= Exercise details =
Every line from the one with "Practice step: locate the blurred" through the final line of the data below goes in the answer, copied exactly. Pictures do not.

[Stored items]
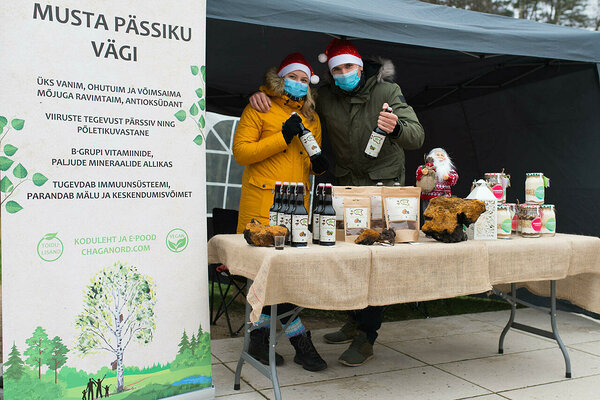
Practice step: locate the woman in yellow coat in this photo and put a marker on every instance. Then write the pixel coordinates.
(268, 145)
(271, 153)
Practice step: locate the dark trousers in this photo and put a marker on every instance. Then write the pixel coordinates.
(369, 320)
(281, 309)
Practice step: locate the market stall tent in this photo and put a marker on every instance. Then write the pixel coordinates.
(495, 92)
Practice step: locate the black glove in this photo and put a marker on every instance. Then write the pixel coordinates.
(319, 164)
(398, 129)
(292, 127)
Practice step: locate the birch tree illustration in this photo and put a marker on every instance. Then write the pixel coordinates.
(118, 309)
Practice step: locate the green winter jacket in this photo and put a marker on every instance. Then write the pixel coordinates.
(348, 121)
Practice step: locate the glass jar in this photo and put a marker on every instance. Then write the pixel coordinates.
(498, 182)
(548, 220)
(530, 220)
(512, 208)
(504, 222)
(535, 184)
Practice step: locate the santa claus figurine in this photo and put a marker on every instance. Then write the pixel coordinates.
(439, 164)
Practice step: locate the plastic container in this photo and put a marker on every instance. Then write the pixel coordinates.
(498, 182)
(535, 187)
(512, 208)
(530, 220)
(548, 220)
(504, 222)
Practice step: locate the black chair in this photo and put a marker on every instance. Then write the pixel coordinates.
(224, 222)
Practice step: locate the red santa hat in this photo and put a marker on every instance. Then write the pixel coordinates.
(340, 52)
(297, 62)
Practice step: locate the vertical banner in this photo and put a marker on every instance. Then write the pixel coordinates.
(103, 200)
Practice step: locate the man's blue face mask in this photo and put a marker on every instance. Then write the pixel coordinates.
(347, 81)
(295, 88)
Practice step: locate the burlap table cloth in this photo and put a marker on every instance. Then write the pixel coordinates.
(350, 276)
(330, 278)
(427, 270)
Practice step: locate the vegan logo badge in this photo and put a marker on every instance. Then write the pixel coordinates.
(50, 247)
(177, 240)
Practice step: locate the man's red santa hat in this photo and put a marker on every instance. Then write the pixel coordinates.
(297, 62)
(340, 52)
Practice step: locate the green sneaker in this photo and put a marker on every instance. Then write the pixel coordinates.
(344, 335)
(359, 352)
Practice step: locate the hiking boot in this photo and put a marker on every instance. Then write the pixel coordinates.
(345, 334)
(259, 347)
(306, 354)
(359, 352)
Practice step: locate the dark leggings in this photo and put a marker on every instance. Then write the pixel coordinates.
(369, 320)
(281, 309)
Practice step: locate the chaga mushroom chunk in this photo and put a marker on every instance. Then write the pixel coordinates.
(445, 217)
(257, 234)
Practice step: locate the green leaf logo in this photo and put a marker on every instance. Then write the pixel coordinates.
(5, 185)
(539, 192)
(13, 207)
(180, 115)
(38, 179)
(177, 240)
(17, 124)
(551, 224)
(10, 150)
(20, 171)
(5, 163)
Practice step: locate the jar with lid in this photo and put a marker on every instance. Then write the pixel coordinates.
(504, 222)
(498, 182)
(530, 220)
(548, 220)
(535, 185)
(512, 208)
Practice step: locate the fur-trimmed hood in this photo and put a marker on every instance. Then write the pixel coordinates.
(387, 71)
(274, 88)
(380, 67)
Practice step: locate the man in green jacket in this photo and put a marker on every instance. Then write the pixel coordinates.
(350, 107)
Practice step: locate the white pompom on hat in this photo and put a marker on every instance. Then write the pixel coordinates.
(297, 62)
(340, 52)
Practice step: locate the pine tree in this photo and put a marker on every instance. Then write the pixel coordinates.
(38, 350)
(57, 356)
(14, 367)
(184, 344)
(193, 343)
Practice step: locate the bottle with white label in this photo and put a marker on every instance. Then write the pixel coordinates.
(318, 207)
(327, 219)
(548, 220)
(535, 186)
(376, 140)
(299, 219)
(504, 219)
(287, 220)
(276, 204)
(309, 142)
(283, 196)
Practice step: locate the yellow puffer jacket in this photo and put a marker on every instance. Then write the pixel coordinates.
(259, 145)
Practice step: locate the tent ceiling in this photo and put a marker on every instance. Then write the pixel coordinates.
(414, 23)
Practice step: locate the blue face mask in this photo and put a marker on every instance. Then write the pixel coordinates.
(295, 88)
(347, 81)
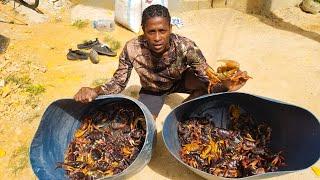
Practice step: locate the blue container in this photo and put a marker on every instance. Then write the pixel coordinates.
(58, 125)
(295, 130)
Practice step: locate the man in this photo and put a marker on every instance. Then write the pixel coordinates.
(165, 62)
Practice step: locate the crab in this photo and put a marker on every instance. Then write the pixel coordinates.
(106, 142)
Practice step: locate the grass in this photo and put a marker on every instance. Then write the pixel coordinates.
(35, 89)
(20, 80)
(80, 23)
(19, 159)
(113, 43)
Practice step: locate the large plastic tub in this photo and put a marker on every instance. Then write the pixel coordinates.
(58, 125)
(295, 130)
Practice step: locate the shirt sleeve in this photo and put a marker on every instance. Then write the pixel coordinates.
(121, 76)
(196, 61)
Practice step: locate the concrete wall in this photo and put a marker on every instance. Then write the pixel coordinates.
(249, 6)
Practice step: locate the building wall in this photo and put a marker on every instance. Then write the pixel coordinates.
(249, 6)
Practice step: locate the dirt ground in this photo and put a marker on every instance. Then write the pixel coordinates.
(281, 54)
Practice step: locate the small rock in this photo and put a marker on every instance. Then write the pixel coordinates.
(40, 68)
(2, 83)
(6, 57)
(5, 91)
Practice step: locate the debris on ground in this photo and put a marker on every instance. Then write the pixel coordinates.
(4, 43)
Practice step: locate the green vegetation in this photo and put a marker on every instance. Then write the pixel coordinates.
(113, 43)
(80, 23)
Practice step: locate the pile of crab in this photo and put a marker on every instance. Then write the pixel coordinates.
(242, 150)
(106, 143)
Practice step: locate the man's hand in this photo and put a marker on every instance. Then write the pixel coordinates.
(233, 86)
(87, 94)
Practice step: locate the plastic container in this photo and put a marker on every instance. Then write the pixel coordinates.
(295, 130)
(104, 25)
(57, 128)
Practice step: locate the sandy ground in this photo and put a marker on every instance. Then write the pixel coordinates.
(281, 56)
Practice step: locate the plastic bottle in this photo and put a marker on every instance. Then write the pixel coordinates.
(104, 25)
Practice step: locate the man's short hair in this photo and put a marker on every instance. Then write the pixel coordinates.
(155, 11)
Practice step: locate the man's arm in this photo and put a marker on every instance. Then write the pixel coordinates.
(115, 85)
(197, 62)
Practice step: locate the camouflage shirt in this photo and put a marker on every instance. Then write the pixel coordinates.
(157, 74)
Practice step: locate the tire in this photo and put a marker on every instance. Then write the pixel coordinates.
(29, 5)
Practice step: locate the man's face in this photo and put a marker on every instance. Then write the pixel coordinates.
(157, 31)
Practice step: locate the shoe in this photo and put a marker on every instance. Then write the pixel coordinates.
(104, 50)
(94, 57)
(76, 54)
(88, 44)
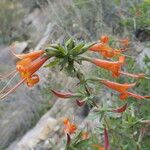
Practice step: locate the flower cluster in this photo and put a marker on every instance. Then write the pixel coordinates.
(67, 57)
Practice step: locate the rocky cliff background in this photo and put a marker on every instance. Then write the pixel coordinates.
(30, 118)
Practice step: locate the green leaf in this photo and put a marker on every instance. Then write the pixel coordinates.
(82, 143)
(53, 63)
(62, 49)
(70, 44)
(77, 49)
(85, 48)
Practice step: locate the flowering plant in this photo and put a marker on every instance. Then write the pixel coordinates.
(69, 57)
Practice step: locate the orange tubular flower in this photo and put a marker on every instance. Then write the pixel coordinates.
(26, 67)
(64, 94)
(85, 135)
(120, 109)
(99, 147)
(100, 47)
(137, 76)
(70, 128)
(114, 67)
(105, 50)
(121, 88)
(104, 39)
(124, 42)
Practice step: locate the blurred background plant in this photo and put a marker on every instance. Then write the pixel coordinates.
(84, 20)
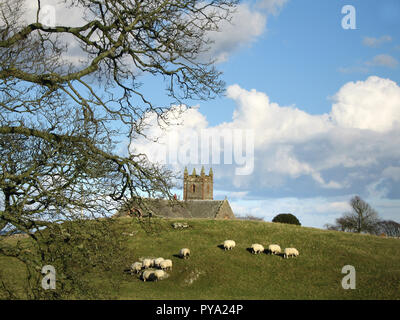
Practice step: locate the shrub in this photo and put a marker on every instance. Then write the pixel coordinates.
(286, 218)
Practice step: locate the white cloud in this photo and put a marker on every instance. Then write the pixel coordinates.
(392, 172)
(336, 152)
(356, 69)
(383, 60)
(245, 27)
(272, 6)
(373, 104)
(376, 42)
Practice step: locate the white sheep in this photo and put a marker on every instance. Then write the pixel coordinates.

= Your solution =
Practice step: locate the blurred background plant in this photo and put a marker on every instance. Then write the pixel coordinates.
(84, 20)
Practice step: locate the shrub in this photo and put a marker on every instance. Then write the pixel coordinates.
(286, 218)
Practice step: locate the white cloud in this photo and put a marker on every instance. Then write the pixel coordinates.
(392, 172)
(336, 152)
(356, 69)
(383, 60)
(245, 27)
(272, 6)
(373, 104)
(376, 42)
Practice step: locate the white sheep in this photo and put a marker on every instance. Then write the pixel coordinates.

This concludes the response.